─── EXCERPT

John Lesley SMIRTHWAITE 1906 – 1941
228001 Driver John Leslie Smirthwaite, Royal Army Service Corps died 24 June 1941 aged 35. He is buried at Tobruk War Cemetery, Libya  and commemorated on West Auckland War Memorial.
John Leslie Smirthwaite was born 15 July 1906, the son of John and Minnie Smirthwaite and brother to Frederick and Thomas. In 1911, the family lived at 9 Gaunless Terrace, Bishop Auckland where John [senior] worked as a stoker at a gas works. In 1930, John Leslie Smirthwaite married Dorothy E. Wade.  In 1939, the family lived at 6 Dale Street, St. Helen’s Auckland with son Jack born 18 July 1934 and 67 years old John Wade, presumably his father-in-law. John Smirthwaite was recorded as a “Builders Labourer”, Dorothy as “unpaid domestic duties”, Jack was still at school and John Wade was retired [formerly a colliery timberer].
The service details of Driver John L. Smirthwaite and the RASC war diary has not been researched. It is not known in which RAMC unit he served therefore, it is not known if he served at Tobruk with British forces attached to the Australians or the British attacking forces. The following is a brief summary of the siege of Tobruk.
10 April – 27 November 1941: The Siege of Tobruk 
This action was part of the Western Desert Campaign of the Mediterranean and Middle East theatre of the Second World War. The siege of Tobruk lasted for 241 days after Axis forces advanced through Libya towards the Suez Canal, Egypt forcing the Allies to retreat eastwards to the Egyptian border. The occupation of Tobruk was significant because it denied the Axis of a supply port closer to Egypt than its existing supply port at Benghazi to the west. A garrison was left at Tobruk consisting mostly of the 9th Australian Division, to deny the port to the Axis while the Western Defence Force reorganised and prepared for a counter offensive. The siege began on 10 April 1941 when Tobruk was attacked by forces commanded by General Erwin Rommel and continued during 3 relief attempts:
- 15 – 16 May: Operation Brevity
- 15 – 17 June: Operation Battleaxe
- 18 November – 30 December: Operation Crusader
The siege diverted Axis troops from the frontier battle and the garrison was successful in repulsing several Axis attacks. The town was frequently bombed by dive bombers and medium range aircraft and bombarded by artillery.

──────
─── RECORDED INFORMATION

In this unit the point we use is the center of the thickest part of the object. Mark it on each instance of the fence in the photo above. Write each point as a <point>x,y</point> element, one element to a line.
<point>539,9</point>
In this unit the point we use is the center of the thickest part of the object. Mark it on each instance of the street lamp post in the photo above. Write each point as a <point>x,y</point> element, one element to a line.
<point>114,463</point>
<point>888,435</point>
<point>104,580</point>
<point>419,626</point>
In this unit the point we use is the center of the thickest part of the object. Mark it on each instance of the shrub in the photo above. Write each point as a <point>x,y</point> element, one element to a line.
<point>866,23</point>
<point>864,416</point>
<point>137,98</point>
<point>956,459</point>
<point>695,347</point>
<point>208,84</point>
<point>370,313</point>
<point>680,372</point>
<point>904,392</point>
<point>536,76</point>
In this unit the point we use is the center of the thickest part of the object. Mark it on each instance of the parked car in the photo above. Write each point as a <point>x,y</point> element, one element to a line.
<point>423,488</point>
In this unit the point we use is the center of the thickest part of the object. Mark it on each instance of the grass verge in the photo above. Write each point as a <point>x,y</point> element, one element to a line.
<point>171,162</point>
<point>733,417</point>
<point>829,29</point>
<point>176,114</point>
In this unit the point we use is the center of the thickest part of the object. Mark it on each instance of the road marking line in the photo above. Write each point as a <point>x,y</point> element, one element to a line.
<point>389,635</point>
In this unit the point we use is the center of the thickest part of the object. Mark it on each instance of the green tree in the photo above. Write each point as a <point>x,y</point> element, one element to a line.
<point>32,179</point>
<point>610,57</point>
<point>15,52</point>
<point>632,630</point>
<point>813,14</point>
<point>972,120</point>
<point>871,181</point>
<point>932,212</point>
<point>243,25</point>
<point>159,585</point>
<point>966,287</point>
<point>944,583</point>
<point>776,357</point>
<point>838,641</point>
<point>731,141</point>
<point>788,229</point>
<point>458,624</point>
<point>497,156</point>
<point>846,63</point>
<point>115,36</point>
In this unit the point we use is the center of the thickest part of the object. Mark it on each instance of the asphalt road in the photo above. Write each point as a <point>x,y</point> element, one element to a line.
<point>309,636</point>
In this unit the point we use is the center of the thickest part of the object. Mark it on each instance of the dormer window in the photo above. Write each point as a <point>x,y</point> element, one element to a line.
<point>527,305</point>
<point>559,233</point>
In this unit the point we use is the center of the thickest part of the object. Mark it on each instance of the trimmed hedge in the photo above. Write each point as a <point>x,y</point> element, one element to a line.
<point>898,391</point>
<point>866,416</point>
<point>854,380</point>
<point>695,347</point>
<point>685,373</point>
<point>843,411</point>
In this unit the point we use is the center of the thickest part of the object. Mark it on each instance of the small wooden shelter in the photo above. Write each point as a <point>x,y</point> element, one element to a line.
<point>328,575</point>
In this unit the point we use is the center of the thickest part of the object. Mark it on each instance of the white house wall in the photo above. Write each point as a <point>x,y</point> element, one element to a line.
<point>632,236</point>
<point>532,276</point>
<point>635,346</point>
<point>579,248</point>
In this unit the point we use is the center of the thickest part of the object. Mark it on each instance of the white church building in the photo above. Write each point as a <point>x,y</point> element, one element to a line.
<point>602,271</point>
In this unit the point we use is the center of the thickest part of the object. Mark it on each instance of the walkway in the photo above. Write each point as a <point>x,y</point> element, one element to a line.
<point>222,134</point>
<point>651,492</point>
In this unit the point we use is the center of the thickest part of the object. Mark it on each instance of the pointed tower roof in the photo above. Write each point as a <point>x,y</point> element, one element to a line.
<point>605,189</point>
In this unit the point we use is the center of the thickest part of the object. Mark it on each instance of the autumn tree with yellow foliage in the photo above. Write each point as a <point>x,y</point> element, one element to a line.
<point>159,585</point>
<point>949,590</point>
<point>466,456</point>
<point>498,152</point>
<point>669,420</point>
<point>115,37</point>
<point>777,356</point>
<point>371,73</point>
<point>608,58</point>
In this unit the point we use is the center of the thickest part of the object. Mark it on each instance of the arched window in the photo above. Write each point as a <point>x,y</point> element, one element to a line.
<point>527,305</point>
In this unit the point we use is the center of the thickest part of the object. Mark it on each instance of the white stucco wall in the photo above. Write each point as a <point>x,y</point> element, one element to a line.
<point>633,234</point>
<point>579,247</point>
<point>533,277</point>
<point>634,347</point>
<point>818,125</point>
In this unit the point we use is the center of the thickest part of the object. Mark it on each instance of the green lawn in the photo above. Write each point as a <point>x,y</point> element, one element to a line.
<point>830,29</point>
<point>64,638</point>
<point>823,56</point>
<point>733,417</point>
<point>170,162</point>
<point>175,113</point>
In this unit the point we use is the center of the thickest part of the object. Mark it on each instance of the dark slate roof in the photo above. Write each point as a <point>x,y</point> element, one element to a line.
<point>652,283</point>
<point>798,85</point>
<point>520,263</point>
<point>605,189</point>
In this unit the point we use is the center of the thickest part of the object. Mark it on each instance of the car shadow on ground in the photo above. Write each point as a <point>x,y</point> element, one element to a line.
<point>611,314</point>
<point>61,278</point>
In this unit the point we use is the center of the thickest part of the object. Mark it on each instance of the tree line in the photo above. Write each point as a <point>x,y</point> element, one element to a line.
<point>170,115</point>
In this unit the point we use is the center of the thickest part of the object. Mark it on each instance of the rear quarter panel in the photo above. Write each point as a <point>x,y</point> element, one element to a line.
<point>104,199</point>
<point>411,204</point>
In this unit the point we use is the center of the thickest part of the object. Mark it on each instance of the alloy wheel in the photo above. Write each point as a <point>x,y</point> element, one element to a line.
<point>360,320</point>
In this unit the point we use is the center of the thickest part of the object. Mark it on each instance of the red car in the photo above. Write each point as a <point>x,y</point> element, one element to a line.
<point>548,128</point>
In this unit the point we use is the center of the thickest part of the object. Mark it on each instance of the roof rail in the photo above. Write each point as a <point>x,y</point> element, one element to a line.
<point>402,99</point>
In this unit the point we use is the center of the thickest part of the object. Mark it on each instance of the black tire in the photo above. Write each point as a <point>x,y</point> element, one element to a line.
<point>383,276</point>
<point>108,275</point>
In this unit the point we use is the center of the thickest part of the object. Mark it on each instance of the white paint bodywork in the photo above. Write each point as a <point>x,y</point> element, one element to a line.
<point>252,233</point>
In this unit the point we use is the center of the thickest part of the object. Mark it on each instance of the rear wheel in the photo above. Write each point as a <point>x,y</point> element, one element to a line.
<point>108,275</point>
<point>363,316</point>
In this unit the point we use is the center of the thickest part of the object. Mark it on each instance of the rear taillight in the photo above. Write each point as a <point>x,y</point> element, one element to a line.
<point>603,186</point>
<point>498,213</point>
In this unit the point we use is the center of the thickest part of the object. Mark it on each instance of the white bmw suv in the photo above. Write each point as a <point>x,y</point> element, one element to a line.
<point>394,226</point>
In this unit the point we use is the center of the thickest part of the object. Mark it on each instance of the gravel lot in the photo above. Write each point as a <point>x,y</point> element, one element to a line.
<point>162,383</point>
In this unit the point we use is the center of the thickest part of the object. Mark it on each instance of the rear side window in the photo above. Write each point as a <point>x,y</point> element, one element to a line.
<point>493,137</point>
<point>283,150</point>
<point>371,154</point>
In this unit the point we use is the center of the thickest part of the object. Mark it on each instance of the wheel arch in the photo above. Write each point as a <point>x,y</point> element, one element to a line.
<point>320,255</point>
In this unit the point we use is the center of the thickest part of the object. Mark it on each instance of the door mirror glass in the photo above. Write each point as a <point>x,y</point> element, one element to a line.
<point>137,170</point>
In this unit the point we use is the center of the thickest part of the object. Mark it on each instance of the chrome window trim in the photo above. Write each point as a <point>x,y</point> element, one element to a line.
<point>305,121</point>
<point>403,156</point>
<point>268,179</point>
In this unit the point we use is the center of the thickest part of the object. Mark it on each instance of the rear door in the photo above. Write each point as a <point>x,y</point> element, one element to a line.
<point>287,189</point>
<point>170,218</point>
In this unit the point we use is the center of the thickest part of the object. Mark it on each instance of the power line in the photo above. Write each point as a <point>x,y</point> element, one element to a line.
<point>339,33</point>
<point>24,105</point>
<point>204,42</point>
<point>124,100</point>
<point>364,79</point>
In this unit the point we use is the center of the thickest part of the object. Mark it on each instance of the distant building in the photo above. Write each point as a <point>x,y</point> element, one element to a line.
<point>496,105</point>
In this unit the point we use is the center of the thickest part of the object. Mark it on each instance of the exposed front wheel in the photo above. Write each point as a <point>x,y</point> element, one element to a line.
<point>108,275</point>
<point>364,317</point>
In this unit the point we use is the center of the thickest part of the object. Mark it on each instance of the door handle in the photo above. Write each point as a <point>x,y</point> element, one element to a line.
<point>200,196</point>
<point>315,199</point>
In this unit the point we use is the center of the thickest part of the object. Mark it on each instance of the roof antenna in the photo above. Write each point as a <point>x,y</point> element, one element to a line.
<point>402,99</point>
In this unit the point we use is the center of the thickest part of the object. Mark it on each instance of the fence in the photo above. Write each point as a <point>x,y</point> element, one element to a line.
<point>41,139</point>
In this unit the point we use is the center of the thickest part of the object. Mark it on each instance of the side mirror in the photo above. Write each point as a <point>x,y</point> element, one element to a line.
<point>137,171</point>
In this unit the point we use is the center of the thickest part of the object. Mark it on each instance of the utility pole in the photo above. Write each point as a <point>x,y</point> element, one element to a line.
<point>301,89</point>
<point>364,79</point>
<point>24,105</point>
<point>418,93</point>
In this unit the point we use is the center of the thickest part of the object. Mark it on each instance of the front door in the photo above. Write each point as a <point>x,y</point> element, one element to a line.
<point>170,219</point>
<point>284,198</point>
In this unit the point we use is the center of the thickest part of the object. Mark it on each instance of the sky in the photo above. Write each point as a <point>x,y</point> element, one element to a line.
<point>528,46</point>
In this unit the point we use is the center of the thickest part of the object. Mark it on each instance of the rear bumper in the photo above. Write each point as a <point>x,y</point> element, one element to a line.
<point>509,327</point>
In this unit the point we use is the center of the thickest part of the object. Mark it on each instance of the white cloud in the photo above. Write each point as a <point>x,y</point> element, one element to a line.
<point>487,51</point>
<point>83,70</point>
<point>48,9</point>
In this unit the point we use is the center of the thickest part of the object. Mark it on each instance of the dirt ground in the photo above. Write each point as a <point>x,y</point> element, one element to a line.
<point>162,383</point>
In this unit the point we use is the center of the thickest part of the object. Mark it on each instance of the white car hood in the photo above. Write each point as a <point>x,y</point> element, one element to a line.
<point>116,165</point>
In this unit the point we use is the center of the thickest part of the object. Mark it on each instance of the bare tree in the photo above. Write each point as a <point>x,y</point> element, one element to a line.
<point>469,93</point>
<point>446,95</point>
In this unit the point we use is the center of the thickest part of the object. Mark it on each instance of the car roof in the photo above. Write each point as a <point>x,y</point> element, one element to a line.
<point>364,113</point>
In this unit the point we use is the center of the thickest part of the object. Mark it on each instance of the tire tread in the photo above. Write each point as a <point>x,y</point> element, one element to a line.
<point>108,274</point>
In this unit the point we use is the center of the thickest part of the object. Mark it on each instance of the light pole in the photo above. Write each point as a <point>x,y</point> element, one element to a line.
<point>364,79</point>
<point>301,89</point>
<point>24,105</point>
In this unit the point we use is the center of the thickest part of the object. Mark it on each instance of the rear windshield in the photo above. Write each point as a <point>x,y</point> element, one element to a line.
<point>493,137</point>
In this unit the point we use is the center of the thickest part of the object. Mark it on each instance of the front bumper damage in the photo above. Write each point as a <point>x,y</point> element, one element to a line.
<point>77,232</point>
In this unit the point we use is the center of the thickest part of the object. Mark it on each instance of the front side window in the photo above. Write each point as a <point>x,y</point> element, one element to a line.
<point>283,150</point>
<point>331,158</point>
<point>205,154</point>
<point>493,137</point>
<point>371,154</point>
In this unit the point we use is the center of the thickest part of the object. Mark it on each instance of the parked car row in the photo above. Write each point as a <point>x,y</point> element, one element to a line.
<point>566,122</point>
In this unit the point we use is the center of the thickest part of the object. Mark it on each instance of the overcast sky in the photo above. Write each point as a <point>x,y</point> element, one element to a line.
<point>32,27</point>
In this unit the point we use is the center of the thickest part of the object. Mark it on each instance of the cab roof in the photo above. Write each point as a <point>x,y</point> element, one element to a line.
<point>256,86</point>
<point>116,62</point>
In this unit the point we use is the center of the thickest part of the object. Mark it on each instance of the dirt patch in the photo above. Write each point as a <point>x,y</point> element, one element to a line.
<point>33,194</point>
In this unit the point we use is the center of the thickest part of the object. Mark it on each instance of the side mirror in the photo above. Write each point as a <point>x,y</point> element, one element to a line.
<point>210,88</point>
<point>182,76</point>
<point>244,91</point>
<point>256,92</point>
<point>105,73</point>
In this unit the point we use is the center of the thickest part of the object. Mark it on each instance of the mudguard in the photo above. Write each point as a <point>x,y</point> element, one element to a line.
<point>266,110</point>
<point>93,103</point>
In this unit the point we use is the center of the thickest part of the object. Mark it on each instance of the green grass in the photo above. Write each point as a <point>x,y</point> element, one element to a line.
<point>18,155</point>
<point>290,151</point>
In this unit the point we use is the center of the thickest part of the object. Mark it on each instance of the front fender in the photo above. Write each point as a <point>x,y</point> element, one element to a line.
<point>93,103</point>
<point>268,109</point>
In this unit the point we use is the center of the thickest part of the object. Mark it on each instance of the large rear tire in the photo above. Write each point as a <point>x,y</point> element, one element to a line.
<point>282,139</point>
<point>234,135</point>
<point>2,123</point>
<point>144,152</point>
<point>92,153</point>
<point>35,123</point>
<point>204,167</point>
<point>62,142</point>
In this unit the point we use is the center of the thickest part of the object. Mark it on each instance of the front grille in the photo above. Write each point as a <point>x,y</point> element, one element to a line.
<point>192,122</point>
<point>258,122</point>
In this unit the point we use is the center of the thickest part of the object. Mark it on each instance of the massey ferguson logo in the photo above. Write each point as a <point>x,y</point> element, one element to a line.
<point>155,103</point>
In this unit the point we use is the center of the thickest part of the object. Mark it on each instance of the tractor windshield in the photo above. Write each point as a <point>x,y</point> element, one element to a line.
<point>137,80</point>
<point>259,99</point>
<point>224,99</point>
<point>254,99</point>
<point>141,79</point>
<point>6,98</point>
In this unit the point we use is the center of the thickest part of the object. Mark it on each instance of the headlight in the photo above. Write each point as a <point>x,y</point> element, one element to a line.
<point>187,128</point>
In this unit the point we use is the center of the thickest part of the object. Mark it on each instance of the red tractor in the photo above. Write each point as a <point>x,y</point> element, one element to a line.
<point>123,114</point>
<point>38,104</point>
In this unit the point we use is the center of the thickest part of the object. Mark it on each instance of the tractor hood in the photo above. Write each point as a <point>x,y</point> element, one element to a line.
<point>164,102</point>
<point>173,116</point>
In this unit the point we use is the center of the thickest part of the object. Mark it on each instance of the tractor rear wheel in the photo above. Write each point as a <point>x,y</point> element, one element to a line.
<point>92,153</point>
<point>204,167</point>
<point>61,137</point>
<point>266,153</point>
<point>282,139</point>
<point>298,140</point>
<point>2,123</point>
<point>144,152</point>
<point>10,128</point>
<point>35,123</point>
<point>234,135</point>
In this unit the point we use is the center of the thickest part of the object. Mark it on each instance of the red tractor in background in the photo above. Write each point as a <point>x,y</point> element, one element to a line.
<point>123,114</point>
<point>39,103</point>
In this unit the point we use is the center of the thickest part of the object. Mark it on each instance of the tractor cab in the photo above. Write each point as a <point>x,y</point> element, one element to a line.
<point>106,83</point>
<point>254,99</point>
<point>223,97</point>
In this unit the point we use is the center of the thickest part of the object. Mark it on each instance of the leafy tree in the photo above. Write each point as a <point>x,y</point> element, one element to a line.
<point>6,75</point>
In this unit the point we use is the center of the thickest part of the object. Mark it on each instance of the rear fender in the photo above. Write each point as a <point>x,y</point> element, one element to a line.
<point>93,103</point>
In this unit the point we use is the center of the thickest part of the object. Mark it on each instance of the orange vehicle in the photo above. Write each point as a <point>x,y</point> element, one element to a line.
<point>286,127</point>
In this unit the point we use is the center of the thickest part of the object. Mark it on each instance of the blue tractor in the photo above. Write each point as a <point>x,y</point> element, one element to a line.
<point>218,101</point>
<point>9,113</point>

──────

■ GIVEN PROBLEM A: Transcribe the Smirthwaite text from "John Lesley SMIRTHWAITE" up to and including "a colliery timberer].".
■ GIVEN PROBLEM B: In the Smirthwaite text, what work did John Smirthwaite senior do in 1911?
■ GIVEN PROBLEM C: Take the Smirthwaite text further, starting after its final sentence.
The records are separate material from the Smirthwaite text.

■ EXERCISE OUTPUT A:
John Lesley SMIRTHWAITE 1906 – 1941
228001 Driver John Leslie Smirthwaite, Royal Army Service Corps died 24 June 1941 aged 35. He is buried at Tobruk War Cemetery, Libya  and commemorated on West Auckland War Memorial.
John Leslie Smirthwaite was born 15 July 1906, the son of John and Minnie Smirthwaite and brother to Frederick and Thomas. In 1911, the family lived at 9 Gaunless Terrace, Bishop Auckland where John [senior] worked as a stoker at a gas works. In 1930, John Leslie Smirthwaite married Dorothy E. Wade.  In 1939, the family lived at 6 Dale Street, St. Helen’s Auckland with son Jack born 18 July 1934 and 67 years old John Wade, presumably his father-in-law. John Smirthwaite was recorded as a “Builders Labourer”, Dorothy as “unpaid domestic duties”, Jack was still at school and John Wade was retired [formerly a colliery timberer].

■ EXERCISE OUTPUT B: He worked as a stoker at a gas works.

■ EXERCISE OUTPUT C:
In mid-May, Operation Brevity failed, as did the next attempt which took place in mid-June. Operation Battleaxe was conducted by the 7th Armoured Division and a composite infantry force based on the 4th Indian Division. Infantry was to attack in the area of Bardia, Sollum, Halfaya and Capuzzo. By the end of 15 June, only 48 British tanks were operational. A German counter attack forced the Allies back and the number of tanks was further reduced to 38. Allied casualties numbered 969 men with 27 cruiser and 64 infantry tanks knocked out, broken down or lost. As a result of this failure, General Wavell was sacked and replaced by Auchinleck.
It seems likely that Driver John L. Smirthwaite who died 24 June 1941 just after Operation Battleaxe would have taken part in this, possibly dying of wounds or subsequent actions. Without examining his service records it is doubtful whether this will be known for certain.
19 – 29 August: The Australians were relieved [5040 men] and replaced by troops from the Polish Carpathian Independent Rifle Brigade and the Czechoslovak 11th Infantry Battalion.
27 November 1941: As part of Operation Crusader, the Eighth Army finally relieved Tobruk.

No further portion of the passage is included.